Excerpt provided:
____

Defendant's argument that consent was not obtained because the officers used a ruse to gain entry into the home lacks merit. In the first instance, the court does not consider the officers' conduct a ruse. No false statements were made to gain entry into the apartment. Although Ms. Kelly testified that prior to the police entering the apartment she was told only that the officers wanted to come inside to talk to her about shootings in the neighborhood, there is a sufficient nexus between the shootings in the neighborhood and the possibility that the defendant was hiding guns related to these shootings so as not to render Morales' representation a ruse. However, even if Morales' representation could be construed as a ruse, Ms. Kelly's consent would still be valid. The use of deception does not destroy the voluntariness of a consent per se unless the deception is so fundamentally unfair as to deny due process. See People v. Abrams, 95 AD2d 155. Here, the alleged failure of Morales to state to Ms. Kelly prior to entering the apartment his belief that the defendant had guns in the apartment is not so fundamentally unfair as to deny due process.
II. Search of Defendant's Bag

While the people have met their burden to establish that the officers had consent to enter and remain in the apartment, they have not met their burden to establish a legal basis for the warrantless search of the defendant's bag.

It is undisputed that the defendant did not expressly consent to the search of the bag. Nor did the defendant, by his conduct, implicitly consent to the search of the bag.

The People contend that Morales had a reasonable belief that the bag contained firearms and posed a risk to the officers or civilians in the apartment which justified his opening the bag. However, this claim is not supported by Morales' testimony, set forth, in relevant part, below.

Q:Sir, were you in fear for your physical safety or the safety of your brother officers upon entering that apartment knowing that there was a bag full of guns?

A:I was not in fear.

. . . . .

Q:And then it's your testimony, sir, that you allowed my client to go back into his bedroom and get the guns himself?

____

Information provided:
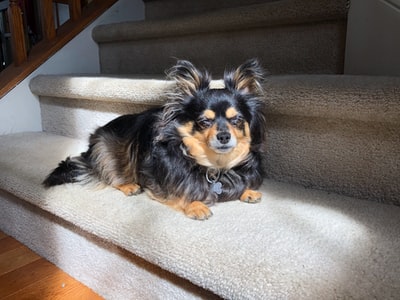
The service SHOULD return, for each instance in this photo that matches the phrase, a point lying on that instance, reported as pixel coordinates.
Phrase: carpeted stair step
(333, 132)
(288, 36)
(297, 243)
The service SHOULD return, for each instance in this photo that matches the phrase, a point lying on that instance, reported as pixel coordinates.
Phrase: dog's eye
(237, 121)
(205, 123)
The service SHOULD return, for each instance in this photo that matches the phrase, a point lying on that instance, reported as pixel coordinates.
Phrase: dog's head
(218, 126)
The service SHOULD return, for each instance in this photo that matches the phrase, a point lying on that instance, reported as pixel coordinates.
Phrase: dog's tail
(70, 170)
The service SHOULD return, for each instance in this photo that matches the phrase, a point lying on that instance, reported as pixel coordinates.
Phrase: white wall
(20, 110)
(373, 38)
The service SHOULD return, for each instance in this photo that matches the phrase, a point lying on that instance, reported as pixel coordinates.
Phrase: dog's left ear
(188, 78)
(247, 78)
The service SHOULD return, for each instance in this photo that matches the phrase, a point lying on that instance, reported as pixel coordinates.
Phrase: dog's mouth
(222, 149)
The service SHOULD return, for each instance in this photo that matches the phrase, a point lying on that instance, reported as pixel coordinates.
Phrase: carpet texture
(296, 244)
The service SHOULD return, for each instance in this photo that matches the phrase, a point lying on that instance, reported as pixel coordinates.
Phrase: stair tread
(297, 242)
(238, 18)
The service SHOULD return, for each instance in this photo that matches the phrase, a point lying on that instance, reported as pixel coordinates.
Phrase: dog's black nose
(224, 137)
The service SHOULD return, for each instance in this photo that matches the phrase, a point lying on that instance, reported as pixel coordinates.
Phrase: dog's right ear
(188, 78)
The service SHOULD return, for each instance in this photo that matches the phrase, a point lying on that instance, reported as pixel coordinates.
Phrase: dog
(202, 147)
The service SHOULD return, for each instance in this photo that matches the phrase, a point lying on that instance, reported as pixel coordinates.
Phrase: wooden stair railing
(54, 38)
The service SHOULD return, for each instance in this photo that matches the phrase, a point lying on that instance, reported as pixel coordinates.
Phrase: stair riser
(172, 8)
(311, 48)
(78, 118)
(350, 157)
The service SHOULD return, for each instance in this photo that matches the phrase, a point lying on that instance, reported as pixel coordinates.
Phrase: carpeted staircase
(328, 226)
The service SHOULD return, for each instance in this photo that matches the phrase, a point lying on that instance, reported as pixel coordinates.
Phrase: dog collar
(212, 176)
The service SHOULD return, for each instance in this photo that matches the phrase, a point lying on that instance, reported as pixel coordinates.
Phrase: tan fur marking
(251, 196)
(231, 112)
(129, 189)
(209, 114)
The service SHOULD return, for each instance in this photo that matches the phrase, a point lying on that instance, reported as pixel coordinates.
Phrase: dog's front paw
(130, 189)
(251, 196)
(197, 210)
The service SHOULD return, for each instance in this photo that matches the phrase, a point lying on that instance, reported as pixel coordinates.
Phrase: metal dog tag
(216, 187)
(212, 176)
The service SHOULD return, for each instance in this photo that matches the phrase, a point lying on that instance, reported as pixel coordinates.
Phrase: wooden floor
(25, 275)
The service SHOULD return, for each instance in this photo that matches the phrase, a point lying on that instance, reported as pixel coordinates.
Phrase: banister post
(74, 9)
(17, 33)
(49, 28)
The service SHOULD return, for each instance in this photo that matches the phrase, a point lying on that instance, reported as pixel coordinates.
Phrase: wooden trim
(74, 9)
(17, 32)
(48, 26)
(12, 75)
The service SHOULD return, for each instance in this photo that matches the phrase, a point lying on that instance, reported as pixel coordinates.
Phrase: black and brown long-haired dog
(203, 146)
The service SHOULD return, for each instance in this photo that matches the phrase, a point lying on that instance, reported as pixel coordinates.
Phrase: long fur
(171, 151)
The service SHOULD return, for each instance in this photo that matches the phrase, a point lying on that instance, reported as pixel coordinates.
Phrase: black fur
(148, 149)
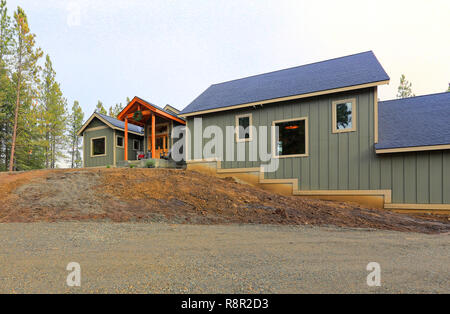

____

Directions: Carry on the court ruling about the apartment search from its last line. The listing has nothing to do with the court ruling.

Written answer:
A:I accompanied him to the bedroom, he picked up the bag from the side of the bed.

. . . . .

Q:You allow him to get access to these guns?

A:Yea. Pick up the bag. I gave him access to pick up the bag and put it on the bed.

Q:Did you have your weapon drawn at that time, sir?

A:No, I did not.

Q:Were you at all concerned that he was going to go for one of these guns and start shooting in the middle of this apartment?

A:No. It was closed.

In the absence of an arrest, a warrantless search of a container can be valid so long as it meets two criteria. First, the search must be based on probable cause to believe the property contains evidence of a crime. People v. Morales, 198 AD2d 129. Second, it must be demonstrated that it would not have been practicable to obtain a search warrant because of certain exigent circumstances. United States v. Chadwick, 433 U.S. 1. While the People have established that probable cause existed that would have supported the issuance of a search warrant had it been applied for, they have not demonstrated that it would not have been practicable to obtain a search warrant because of exigent circumstances.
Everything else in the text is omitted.